**Required action:** Among the records that follow, count the lines where "green" appears, and state the count by itself.

START Extracted entries

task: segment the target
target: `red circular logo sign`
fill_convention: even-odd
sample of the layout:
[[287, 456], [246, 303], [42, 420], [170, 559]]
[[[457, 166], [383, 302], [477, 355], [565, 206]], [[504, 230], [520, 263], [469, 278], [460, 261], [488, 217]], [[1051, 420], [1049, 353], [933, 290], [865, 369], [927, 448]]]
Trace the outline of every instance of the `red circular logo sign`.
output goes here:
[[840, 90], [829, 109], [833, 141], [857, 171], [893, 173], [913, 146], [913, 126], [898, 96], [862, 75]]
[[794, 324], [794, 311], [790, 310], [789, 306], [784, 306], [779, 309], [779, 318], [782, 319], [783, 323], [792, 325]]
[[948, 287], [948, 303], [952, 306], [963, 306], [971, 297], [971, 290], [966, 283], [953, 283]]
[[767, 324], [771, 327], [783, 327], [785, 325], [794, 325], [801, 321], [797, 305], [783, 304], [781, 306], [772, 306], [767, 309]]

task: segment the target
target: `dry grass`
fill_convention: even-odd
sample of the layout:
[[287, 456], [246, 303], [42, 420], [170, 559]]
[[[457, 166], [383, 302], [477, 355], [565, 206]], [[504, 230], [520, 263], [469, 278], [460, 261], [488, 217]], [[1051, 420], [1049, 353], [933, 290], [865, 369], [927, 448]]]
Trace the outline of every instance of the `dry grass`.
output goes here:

END Extracted entries
START Extracted entries

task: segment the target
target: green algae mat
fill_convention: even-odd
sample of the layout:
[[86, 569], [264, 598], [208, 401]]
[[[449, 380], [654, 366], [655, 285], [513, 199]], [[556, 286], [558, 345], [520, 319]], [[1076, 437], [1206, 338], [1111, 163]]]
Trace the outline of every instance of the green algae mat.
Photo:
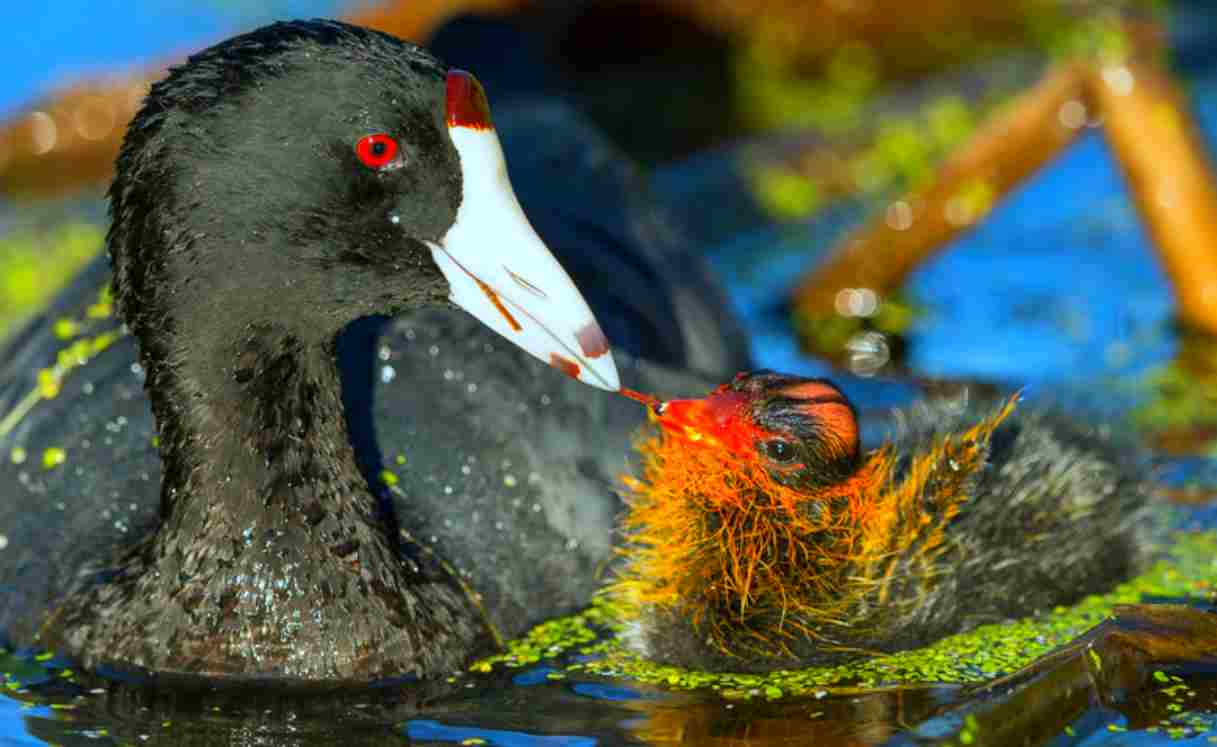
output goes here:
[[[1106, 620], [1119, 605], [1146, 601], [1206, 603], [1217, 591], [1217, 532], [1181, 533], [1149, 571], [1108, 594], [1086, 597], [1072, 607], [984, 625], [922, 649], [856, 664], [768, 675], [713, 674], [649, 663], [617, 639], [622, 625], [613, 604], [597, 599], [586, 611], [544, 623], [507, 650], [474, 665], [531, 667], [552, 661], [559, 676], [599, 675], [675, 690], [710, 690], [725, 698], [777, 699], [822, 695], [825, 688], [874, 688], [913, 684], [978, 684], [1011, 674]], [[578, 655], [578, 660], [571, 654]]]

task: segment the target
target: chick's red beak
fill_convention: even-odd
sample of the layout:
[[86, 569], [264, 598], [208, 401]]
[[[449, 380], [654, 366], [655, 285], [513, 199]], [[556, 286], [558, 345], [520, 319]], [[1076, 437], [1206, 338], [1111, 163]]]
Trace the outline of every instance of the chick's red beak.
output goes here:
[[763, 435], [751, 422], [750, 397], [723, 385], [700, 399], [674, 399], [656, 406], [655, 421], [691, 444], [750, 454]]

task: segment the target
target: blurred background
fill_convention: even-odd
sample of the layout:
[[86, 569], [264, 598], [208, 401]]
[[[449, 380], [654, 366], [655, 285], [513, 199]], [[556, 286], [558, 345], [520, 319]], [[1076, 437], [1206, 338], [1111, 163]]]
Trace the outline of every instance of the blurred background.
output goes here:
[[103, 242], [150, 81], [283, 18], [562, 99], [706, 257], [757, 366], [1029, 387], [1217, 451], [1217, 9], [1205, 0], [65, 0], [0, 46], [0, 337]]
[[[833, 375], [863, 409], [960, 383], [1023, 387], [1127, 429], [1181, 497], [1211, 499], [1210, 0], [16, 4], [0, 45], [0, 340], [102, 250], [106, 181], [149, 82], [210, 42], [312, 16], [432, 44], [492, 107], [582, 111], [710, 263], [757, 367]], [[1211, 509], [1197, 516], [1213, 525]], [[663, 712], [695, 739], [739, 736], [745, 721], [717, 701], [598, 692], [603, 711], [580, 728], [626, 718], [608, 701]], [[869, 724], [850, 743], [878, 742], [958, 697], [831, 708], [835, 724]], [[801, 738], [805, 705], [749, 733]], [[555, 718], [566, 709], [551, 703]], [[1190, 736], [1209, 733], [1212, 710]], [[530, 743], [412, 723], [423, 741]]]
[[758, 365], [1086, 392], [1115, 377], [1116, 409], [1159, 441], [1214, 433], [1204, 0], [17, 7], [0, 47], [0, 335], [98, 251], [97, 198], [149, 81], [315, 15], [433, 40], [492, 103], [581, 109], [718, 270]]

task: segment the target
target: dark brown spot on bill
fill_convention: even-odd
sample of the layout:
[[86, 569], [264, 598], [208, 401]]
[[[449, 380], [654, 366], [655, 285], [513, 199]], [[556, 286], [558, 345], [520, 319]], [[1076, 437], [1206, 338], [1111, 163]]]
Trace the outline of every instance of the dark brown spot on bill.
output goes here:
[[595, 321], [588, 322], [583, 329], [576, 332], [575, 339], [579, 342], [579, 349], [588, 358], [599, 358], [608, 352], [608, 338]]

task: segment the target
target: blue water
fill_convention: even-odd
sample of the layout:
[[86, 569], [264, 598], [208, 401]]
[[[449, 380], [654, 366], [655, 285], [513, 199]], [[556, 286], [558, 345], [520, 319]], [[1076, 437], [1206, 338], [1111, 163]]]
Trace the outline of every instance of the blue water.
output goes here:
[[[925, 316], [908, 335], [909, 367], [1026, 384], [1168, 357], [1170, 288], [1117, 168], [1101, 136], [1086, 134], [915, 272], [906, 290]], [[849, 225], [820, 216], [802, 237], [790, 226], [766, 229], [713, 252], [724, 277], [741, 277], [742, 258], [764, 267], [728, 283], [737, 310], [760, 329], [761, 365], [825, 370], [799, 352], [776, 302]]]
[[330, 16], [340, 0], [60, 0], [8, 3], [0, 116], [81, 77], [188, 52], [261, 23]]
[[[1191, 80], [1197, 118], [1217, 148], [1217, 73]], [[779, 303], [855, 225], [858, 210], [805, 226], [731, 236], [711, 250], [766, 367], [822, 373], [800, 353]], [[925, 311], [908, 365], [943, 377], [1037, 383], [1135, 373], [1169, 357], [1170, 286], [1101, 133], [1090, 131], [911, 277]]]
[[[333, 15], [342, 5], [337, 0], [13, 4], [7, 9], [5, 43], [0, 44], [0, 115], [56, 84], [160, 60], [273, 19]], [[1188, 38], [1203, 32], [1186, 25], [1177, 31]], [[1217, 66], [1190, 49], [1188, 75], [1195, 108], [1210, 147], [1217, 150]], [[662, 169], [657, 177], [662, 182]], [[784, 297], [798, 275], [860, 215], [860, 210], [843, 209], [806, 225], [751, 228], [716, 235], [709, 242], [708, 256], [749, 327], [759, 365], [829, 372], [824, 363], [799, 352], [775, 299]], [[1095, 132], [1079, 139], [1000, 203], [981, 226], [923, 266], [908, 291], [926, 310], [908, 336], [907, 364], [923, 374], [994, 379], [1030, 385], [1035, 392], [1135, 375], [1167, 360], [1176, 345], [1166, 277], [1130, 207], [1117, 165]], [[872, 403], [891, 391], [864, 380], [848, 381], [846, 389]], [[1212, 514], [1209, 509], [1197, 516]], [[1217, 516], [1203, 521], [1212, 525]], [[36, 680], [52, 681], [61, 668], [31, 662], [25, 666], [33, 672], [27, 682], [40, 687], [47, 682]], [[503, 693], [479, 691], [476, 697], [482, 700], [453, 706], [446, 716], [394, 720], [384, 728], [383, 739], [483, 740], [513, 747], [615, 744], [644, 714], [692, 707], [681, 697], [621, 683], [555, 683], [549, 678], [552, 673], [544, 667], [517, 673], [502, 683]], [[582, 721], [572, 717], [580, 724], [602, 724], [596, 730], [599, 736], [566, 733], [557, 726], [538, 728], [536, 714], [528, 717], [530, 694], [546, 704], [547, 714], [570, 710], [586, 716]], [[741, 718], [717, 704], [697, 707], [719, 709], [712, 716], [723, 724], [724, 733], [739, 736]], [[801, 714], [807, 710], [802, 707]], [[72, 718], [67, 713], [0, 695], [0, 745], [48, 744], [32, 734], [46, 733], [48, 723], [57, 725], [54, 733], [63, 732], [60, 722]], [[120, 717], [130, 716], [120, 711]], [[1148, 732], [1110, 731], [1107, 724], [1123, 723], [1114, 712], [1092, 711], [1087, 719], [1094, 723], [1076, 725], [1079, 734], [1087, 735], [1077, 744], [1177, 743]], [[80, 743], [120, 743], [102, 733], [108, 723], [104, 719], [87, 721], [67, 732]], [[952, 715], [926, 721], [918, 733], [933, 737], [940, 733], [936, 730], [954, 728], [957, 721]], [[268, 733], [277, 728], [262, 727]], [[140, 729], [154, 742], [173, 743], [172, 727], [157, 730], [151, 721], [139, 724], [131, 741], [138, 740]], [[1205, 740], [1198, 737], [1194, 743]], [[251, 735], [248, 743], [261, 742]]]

END Extracted entries
START Extracted entries

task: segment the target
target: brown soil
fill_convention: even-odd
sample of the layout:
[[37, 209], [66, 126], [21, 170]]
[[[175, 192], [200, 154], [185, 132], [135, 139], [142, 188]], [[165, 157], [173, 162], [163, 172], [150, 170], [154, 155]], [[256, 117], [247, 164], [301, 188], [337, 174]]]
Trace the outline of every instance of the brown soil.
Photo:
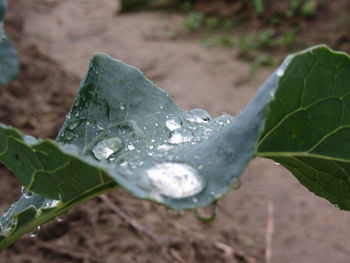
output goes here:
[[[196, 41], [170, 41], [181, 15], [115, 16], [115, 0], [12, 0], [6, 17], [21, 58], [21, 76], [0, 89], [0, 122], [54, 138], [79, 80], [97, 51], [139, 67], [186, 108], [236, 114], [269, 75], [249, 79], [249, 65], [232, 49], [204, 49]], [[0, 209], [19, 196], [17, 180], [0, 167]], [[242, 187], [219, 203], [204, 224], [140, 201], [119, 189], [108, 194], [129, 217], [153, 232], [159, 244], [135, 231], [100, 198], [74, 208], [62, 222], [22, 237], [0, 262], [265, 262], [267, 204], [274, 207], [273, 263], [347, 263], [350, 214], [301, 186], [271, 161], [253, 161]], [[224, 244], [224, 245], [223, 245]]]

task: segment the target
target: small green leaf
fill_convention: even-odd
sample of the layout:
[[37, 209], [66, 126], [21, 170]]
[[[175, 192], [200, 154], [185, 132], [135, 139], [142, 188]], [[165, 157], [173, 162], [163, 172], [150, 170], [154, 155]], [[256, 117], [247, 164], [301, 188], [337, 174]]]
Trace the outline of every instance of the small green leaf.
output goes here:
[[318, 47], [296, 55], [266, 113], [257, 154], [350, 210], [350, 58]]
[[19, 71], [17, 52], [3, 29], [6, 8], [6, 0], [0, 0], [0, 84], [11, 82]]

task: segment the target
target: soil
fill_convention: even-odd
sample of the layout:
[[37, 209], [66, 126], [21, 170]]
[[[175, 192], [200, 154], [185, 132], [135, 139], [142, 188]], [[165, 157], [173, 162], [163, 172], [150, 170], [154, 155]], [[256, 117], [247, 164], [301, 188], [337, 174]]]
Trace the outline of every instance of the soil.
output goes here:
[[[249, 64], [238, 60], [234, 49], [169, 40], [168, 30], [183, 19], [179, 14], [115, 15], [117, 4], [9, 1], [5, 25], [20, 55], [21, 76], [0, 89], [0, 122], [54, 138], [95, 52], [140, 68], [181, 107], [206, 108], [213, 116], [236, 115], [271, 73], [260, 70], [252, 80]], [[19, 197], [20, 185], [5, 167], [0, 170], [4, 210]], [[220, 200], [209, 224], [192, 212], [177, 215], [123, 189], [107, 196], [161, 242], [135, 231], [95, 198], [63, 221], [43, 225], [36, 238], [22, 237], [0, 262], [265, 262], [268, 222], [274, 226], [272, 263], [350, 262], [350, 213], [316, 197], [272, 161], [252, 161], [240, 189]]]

END Extracted entries

**Exercise result:** 4